Top of DOCUMENT SEGMENT

Toronto, the country’s largest city, is in lockdown, and several other parts of the country are being forced to follow. The spike is being blamed mostly on community transmission: because of colder weather Canadians are spending more time indoors – and that promotes spread. In addition, a growing sense of pandemic fatigue, confusion about guidelines, outbreaks in long-term care homes and so-called super-spreader events (like weddings and funerals) are adding to caseloads.
In power since November 2015, Trudeau and his Liberal Party cannot explain away the lack of action on boosting domestic production capacity by arguing the pandemic caught them off-guard.
“We have said repeatedly the next pandemic is going to start, we just didn’t know where or how, but knew it would,” Dr. Syra Madad, a New York-based infectious disease epidemiologist who was featured in the Netflix series “Pandemic” – which predicted another global pandemic — told me.
Dr. Mike Ryan, WHO’s top emergency expert, said Monday at the biweekly press briefing that no country should have been caught off guard by the Covid-19 pandemic. “It’s not as if nature wasn’t telling us to be careful, to watch out, to get ready,” he said, adding that many gaps and weaknesses have been exposed by this pandemic and that countries should have had plans in place for robust contact tracing, PPE supplies and to bring in more health workers.

Bottom of DOCUMENT SEGMENT
Top of DATA SHOWN

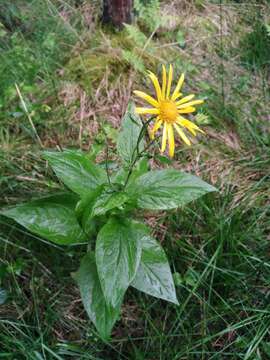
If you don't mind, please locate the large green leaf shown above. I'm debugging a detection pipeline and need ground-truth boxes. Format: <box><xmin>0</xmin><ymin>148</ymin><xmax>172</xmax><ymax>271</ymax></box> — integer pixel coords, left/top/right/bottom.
<box><xmin>131</xmin><ymin>236</ymin><xmax>178</xmax><ymax>305</ymax></box>
<box><xmin>96</xmin><ymin>218</ymin><xmax>147</xmax><ymax>306</ymax></box>
<box><xmin>128</xmin><ymin>169</ymin><xmax>217</xmax><ymax>210</ymax></box>
<box><xmin>44</xmin><ymin>150</ymin><xmax>107</xmax><ymax>196</ymax></box>
<box><xmin>117</xmin><ymin>103</ymin><xmax>144</xmax><ymax>166</ymax></box>
<box><xmin>74</xmin><ymin>252</ymin><xmax>121</xmax><ymax>340</ymax></box>
<box><xmin>91</xmin><ymin>192</ymin><xmax>128</xmax><ymax>217</ymax></box>
<box><xmin>1</xmin><ymin>193</ymin><xmax>87</xmax><ymax>245</ymax></box>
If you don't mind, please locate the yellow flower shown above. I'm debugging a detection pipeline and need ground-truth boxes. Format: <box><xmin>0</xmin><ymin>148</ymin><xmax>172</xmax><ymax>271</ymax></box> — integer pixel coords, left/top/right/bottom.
<box><xmin>134</xmin><ymin>65</ymin><xmax>204</xmax><ymax>157</ymax></box>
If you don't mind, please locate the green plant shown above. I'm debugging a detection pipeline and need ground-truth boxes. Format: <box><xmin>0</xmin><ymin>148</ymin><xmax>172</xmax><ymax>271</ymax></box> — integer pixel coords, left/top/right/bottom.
<box><xmin>2</xmin><ymin>104</ymin><xmax>216</xmax><ymax>339</ymax></box>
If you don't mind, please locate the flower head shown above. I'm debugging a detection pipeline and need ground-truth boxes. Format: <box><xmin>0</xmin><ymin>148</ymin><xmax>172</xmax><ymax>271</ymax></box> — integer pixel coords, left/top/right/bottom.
<box><xmin>134</xmin><ymin>65</ymin><xmax>206</xmax><ymax>157</ymax></box>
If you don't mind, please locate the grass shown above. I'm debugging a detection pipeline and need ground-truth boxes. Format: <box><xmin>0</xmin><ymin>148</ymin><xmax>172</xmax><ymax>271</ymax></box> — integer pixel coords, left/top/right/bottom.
<box><xmin>0</xmin><ymin>0</ymin><xmax>270</xmax><ymax>360</ymax></box>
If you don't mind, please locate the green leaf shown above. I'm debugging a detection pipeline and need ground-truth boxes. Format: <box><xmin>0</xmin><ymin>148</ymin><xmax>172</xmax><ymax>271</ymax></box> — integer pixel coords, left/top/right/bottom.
<box><xmin>128</xmin><ymin>169</ymin><xmax>217</xmax><ymax>210</ymax></box>
<box><xmin>91</xmin><ymin>192</ymin><xmax>128</xmax><ymax>217</ymax></box>
<box><xmin>44</xmin><ymin>150</ymin><xmax>107</xmax><ymax>196</ymax></box>
<box><xmin>131</xmin><ymin>236</ymin><xmax>178</xmax><ymax>305</ymax></box>
<box><xmin>96</xmin><ymin>218</ymin><xmax>147</xmax><ymax>306</ymax></box>
<box><xmin>73</xmin><ymin>252</ymin><xmax>121</xmax><ymax>340</ymax></box>
<box><xmin>1</xmin><ymin>194</ymin><xmax>87</xmax><ymax>245</ymax></box>
<box><xmin>112</xmin><ymin>158</ymin><xmax>149</xmax><ymax>185</ymax></box>
<box><xmin>0</xmin><ymin>288</ymin><xmax>8</xmax><ymax>305</ymax></box>
<box><xmin>117</xmin><ymin>103</ymin><xmax>144</xmax><ymax>166</ymax></box>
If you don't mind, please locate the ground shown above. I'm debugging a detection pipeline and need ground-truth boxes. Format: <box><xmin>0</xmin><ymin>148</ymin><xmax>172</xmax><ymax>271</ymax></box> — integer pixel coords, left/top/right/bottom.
<box><xmin>0</xmin><ymin>0</ymin><xmax>270</xmax><ymax>360</ymax></box>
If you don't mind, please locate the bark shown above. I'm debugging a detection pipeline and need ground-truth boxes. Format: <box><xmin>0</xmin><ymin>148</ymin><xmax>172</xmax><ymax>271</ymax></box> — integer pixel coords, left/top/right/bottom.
<box><xmin>103</xmin><ymin>0</ymin><xmax>133</xmax><ymax>28</ymax></box>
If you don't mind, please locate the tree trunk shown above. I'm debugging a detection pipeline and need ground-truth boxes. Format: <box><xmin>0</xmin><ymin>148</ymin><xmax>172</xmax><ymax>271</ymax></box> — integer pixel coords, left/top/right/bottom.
<box><xmin>103</xmin><ymin>0</ymin><xmax>133</xmax><ymax>28</ymax></box>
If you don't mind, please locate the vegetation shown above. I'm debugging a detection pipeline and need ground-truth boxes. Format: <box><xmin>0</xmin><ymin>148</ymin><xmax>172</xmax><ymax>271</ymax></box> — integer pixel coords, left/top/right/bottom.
<box><xmin>0</xmin><ymin>0</ymin><xmax>270</xmax><ymax>360</ymax></box>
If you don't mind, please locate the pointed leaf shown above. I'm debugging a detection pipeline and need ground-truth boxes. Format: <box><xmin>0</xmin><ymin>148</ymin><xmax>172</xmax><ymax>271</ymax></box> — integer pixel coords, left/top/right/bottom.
<box><xmin>74</xmin><ymin>252</ymin><xmax>121</xmax><ymax>340</ymax></box>
<box><xmin>129</xmin><ymin>169</ymin><xmax>217</xmax><ymax>210</ymax></box>
<box><xmin>131</xmin><ymin>236</ymin><xmax>178</xmax><ymax>305</ymax></box>
<box><xmin>117</xmin><ymin>103</ymin><xmax>144</xmax><ymax>166</ymax></box>
<box><xmin>44</xmin><ymin>150</ymin><xmax>107</xmax><ymax>196</ymax></box>
<box><xmin>1</xmin><ymin>193</ymin><xmax>87</xmax><ymax>245</ymax></box>
<box><xmin>96</xmin><ymin>218</ymin><xmax>147</xmax><ymax>306</ymax></box>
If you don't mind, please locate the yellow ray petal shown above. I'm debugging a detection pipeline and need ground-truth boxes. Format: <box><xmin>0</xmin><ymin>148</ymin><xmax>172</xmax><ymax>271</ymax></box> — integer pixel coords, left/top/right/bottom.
<box><xmin>166</xmin><ymin>64</ymin><xmax>173</xmax><ymax>99</ymax></box>
<box><xmin>162</xmin><ymin>65</ymin><xmax>167</xmax><ymax>100</ymax></box>
<box><xmin>176</xmin><ymin>94</ymin><xmax>195</xmax><ymax>106</ymax></box>
<box><xmin>171</xmin><ymin>74</ymin><xmax>185</xmax><ymax>101</ymax></box>
<box><xmin>174</xmin><ymin>93</ymin><xmax>183</xmax><ymax>101</ymax></box>
<box><xmin>177</xmin><ymin>116</ymin><xmax>205</xmax><ymax>134</ymax></box>
<box><xmin>168</xmin><ymin>124</ymin><xmax>175</xmax><ymax>157</ymax></box>
<box><xmin>135</xmin><ymin>108</ymin><xmax>159</xmax><ymax>115</ymax></box>
<box><xmin>148</xmin><ymin>71</ymin><xmax>162</xmax><ymax>101</ymax></box>
<box><xmin>133</xmin><ymin>90</ymin><xmax>159</xmax><ymax>107</ymax></box>
<box><xmin>173</xmin><ymin>124</ymin><xmax>191</xmax><ymax>146</ymax></box>
<box><xmin>178</xmin><ymin>106</ymin><xmax>196</xmax><ymax>114</ymax></box>
<box><xmin>150</xmin><ymin>117</ymin><xmax>163</xmax><ymax>140</ymax></box>
<box><xmin>177</xmin><ymin>100</ymin><xmax>203</xmax><ymax>109</ymax></box>
<box><xmin>161</xmin><ymin>122</ymin><xmax>167</xmax><ymax>152</ymax></box>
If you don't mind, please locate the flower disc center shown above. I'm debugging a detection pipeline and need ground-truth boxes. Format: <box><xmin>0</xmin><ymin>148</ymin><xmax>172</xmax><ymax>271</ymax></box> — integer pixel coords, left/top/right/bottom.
<box><xmin>160</xmin><ymin>101</ymin><xmax>178</xmax><ymax>123</ymax></box>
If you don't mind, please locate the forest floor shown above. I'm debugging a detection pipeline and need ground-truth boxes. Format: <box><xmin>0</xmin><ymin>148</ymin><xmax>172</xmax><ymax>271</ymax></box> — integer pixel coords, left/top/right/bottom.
<box><xmin>0</xmin><ymin>0</ymin><xmax>270</xmax><ymax>360</ymax></box>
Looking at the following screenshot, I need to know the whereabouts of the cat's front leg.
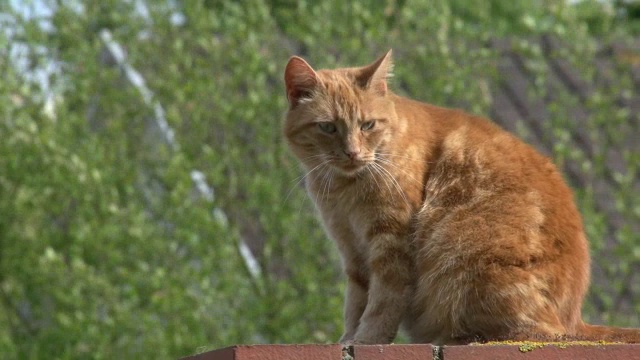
[353,234,413,344]
[340,264,369,344]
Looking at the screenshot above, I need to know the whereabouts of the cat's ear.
[284,56,318,109]
[356,50,393,96]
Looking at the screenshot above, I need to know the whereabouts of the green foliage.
[0,0,640,359]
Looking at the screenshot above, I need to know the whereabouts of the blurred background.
[0,0,640,359]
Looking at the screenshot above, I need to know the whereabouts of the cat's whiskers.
[284,154,330,202]
[366,163,393,197]
[376,157,422,186]
[370,162,409,205]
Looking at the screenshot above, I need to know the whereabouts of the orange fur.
[284,52,640,344]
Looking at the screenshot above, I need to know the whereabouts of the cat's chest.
[307,176,387,242]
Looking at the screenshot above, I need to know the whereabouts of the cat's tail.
[577,323,640,344]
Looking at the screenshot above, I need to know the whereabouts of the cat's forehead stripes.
[322,72,364,123]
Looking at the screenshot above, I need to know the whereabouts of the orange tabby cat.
[284,51,640,344]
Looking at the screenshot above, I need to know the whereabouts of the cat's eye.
[360,120,376,131]
[318,122,337,134]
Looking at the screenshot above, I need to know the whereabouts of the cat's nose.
[343,149,360,160]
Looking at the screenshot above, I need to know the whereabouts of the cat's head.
[284,50,396,176]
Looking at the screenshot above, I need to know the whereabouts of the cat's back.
[408,97,588,342]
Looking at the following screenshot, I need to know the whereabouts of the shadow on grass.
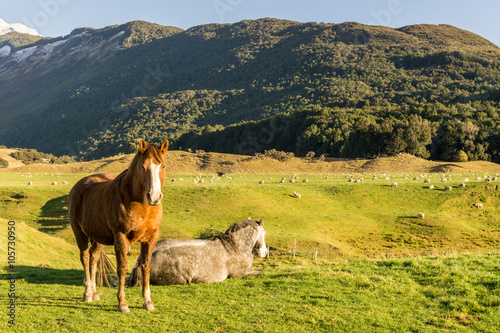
[38,195,69,234]
[0,266,83,286]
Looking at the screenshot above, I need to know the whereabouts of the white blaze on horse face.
[148,163,163,206]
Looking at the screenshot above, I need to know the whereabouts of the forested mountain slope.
[0,19,500,160]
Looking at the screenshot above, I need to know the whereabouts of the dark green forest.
[0,19,500,162]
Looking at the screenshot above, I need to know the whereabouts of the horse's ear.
[139,139,148,154]
[160,140,168,154]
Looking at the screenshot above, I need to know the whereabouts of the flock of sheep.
[21,169,499,219]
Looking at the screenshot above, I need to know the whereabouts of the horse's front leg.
[115,233,130,312]
[141,233,158,311]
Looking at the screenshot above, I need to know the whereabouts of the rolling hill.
[0,18,500,160]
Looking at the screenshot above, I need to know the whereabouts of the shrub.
[264,149,295,162]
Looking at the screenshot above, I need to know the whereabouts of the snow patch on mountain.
[0,45,12,57]
[0,19,41,36]
[12,46,37,62]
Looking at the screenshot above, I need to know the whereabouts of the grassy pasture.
[0,173,500,260]
[0,220,500,332]
[0,173,500,332]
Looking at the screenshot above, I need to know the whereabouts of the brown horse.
[68,140,168,312]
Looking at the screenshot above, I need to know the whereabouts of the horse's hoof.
[142,302,156,311]
[118,306,130,313]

Bottom of DATA SHOWN

**WORK INSTRUCTION 1:**
According to the passage on Canada's pandemic response, since when have Trudeau and his Liberal Party been in power?
**WORK INSTRUCTION 2:**
Write what follows in the passage on Canada's pandemic response, picking up after its last sentence.

**WRITTEN REPLY 1:**
Since November 2015.

**WRITTEN REPLY 2:**
Although Canada is improving its resilience, it lacked many things: a robust contract tracing network and PPE. We are now facing hospital oxygen shortages and a lack of health workers. And loopholes in travel restrictions allowed people who have been in the US or overseas to travel across the country rather than quarantine at their point of entry.
Trudeau’s ability to lead the country to the finish line of this deadly pandemic has been seriously compromised. He has managed to recover from other potentially career-ending scandals before, but the vaccine delay may be a bridge too far.